- _Page text_
---------------

Total Quality Management: Industrial Democracy Or Another Form Of Managerial Control?

Pages 119-140 | Published online: 10 Apr 2013
 

Abstract

The currently fashionable management strategy. Total Quality Management (TQM), emphases quality assurance and employee involvement in securing continuous improvement in products and the meeting of customer requirements. In reviewing recent literature, the article considers whether TQM enhances industrial democracy or whether it is simply another managerial control strategy. The organisation of work in post-war Japan where TQM originated is briefly examined, and the popular notion of TQM as an example of ‘post-Fordist’ organisation of work based on flexible specialisation is contested. TQM is seen as a change in the organisation of work which is independent of changes in machinery or technical knowledge, and which is based on management's strategic choice.

TQM is located within the current discourses and practices centred on labour flexibility, workplace change and the project of enterprise bargaining which have arisen in the 1980s and 1990s in Australia. The notion of ‘numerical flexibility’ in the context of TQM is achieved through the development of a core workforce of (predominantly male) workers and a contingent workforce of part-time, casual and contract workers.

It is suggested that the adoption of TQM strategies reinforces managerial prerogatives in the workplace, with strategic control over decision making remaining with management. Operation decision making is decentralised to the core workforce at the shop floor, which is disciplined through the existence of the contingent workforce, and also through team pressures. Thus TQM is seen as a sophisticated technique of assuring managerial control, rather than as enhancing industrial democracy.

---------------

- _The request_
In the abstract on Total Quality Management, where did TQM originate? Answer using only the abstract on Total Quality Management, not the listing.

---------------

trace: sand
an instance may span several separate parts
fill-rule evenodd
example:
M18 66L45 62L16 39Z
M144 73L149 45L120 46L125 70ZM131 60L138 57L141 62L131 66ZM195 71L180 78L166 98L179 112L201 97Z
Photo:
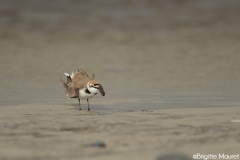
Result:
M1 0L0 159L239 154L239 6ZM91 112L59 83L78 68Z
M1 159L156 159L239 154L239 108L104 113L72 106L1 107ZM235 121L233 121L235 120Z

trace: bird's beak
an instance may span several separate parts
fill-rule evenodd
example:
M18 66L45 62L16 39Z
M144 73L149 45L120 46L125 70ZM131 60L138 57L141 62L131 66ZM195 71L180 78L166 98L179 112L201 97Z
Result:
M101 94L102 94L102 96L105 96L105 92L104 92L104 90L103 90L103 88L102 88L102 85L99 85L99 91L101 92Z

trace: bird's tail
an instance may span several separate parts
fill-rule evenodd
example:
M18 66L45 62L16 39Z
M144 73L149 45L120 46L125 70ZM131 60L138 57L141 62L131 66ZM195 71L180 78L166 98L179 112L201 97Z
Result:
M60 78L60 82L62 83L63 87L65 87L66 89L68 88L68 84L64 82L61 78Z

---------------

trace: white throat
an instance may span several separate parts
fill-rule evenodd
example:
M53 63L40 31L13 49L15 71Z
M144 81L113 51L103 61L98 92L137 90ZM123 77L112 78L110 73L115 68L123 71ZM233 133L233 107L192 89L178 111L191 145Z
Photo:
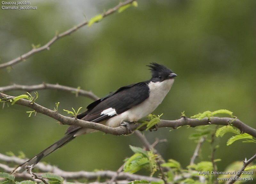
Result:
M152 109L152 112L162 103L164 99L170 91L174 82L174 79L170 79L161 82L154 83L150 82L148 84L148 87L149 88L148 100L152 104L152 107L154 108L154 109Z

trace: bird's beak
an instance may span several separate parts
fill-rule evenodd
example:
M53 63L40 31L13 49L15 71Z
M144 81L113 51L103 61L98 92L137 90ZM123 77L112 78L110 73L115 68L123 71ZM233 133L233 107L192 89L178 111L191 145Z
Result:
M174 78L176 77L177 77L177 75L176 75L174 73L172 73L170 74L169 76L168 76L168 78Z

---------------

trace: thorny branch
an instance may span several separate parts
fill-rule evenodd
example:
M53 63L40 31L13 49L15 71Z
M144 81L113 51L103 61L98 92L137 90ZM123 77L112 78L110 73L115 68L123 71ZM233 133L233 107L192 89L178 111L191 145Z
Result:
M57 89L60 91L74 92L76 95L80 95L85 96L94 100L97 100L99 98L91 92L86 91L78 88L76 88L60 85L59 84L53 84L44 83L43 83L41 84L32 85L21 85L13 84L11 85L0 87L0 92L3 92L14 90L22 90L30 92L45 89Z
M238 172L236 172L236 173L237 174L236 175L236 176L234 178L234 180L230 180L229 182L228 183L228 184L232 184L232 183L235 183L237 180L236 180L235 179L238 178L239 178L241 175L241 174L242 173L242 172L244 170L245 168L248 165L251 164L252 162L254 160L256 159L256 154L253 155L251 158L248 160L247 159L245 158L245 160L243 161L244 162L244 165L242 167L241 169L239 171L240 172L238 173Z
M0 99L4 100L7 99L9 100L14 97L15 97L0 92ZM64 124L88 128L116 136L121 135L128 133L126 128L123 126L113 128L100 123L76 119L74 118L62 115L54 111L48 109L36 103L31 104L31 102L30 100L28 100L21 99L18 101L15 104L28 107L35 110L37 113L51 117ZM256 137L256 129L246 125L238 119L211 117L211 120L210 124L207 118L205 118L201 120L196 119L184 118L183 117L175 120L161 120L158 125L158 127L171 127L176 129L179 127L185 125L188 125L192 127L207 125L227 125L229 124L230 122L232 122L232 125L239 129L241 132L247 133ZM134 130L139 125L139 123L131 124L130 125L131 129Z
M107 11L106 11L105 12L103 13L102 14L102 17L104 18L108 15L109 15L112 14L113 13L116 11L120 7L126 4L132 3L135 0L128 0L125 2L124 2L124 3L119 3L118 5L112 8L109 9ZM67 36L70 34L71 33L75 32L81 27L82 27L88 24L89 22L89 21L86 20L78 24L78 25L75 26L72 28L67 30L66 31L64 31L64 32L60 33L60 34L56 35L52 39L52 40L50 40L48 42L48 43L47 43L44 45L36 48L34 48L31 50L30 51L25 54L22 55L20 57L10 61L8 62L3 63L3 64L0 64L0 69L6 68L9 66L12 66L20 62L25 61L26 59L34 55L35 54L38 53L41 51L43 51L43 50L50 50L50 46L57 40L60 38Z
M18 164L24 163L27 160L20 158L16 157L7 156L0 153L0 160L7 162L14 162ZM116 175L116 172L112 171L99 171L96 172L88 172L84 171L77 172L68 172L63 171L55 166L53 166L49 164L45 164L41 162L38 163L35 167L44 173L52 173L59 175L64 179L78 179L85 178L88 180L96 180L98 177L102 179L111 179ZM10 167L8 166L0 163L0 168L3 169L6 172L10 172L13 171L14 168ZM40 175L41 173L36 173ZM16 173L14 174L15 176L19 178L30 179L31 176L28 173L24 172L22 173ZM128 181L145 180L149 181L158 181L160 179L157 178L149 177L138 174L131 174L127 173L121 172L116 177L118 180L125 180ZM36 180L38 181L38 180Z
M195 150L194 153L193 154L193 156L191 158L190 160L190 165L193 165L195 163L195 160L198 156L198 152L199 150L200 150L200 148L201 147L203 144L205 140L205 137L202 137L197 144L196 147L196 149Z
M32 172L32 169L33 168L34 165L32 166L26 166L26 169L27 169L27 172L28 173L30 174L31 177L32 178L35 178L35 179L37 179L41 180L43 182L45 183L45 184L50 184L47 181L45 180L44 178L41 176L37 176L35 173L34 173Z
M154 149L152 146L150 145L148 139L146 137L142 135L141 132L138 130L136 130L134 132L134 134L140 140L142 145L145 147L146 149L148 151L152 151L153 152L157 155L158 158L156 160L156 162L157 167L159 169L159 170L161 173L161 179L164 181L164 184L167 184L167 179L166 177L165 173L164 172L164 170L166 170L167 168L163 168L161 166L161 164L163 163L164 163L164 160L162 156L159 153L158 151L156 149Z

---------------

- _Result for this exercise_
TQM originated in post-war Japan.